* **What you should do**
Report every line in the items below that contains the word "blue".

* **Materials provided**
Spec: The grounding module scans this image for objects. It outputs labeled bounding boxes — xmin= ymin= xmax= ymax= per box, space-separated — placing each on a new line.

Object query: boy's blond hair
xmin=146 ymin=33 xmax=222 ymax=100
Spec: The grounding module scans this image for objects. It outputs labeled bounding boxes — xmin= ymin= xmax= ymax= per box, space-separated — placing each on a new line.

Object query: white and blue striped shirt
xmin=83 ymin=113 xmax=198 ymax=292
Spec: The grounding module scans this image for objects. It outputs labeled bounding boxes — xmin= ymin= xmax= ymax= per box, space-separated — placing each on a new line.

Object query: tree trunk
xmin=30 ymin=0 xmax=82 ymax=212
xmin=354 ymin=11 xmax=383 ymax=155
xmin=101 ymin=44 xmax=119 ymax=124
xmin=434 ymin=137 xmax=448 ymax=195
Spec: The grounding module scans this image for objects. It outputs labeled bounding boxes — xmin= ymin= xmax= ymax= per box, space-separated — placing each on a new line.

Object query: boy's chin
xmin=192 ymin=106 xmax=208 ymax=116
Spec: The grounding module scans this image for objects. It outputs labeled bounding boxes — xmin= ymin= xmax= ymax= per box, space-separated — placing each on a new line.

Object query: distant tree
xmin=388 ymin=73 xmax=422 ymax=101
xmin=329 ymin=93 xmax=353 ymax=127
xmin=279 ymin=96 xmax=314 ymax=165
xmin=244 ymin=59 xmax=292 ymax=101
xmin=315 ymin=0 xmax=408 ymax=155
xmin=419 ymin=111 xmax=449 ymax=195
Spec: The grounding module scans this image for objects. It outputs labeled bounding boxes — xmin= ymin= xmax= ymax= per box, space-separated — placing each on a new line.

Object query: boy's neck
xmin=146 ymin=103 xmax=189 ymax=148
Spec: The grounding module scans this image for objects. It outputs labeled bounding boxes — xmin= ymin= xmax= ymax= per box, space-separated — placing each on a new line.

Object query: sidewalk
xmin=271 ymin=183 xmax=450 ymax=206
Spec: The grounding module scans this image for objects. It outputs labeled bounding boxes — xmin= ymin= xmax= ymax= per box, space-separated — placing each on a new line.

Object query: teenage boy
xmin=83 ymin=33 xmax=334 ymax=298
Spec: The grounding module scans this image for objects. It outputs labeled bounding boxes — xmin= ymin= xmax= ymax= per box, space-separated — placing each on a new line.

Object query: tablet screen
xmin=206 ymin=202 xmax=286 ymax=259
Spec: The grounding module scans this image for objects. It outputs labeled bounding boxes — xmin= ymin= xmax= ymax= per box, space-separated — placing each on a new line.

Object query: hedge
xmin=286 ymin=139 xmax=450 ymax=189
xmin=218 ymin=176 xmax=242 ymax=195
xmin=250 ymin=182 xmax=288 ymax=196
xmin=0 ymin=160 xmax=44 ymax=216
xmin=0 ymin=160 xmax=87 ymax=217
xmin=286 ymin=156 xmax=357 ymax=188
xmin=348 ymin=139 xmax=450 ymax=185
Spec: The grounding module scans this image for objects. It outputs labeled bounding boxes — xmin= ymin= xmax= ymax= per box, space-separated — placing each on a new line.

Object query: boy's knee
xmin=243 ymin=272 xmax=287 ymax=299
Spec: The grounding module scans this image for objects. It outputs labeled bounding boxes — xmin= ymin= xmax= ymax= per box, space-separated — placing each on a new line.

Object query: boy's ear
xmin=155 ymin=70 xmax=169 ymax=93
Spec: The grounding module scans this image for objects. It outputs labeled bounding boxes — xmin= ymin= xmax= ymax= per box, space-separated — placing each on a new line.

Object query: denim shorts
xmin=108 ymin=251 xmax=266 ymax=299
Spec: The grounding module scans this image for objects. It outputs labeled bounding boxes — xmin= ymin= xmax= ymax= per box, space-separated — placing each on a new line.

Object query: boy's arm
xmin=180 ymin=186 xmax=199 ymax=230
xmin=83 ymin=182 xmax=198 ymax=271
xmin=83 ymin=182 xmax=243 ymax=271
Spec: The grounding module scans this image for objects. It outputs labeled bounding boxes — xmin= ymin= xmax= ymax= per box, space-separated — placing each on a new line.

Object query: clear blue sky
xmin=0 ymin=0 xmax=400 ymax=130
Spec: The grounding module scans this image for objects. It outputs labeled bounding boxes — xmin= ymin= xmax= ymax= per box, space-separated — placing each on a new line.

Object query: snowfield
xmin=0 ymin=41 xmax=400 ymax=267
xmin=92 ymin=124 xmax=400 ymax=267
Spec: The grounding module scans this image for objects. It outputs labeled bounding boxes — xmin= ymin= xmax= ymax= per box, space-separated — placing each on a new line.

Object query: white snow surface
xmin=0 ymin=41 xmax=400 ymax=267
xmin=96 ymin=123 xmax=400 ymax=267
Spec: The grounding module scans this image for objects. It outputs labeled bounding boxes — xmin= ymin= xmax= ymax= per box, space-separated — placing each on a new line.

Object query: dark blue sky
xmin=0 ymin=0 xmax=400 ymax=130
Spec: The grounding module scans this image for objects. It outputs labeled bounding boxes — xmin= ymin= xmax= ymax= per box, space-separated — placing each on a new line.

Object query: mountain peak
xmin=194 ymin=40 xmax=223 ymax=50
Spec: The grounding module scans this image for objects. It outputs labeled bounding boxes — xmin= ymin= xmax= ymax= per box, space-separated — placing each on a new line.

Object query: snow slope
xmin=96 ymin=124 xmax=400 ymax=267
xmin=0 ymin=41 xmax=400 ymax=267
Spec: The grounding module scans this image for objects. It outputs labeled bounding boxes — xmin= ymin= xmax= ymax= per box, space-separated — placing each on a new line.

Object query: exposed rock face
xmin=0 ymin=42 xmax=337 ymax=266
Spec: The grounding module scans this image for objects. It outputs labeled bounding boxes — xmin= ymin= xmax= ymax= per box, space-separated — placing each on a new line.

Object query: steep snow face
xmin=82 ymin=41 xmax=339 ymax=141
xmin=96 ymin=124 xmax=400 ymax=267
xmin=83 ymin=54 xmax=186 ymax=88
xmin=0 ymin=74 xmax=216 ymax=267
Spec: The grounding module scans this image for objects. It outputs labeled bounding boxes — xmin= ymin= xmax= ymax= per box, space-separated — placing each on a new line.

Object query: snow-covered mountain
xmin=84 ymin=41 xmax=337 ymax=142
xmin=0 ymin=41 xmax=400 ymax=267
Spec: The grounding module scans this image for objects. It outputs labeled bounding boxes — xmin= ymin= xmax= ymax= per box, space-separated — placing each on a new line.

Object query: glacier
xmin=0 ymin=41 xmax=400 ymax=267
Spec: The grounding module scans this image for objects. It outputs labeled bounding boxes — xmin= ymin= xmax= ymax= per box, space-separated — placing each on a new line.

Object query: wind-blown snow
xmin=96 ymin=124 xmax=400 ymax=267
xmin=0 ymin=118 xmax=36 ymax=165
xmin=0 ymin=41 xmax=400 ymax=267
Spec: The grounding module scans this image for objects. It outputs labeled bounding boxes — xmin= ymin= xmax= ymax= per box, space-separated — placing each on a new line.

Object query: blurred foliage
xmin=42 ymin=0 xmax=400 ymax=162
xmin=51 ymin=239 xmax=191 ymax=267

* **Response**
Object query: white and blue striped shirt
Object query: clear blue sky
Object query: dark blue sky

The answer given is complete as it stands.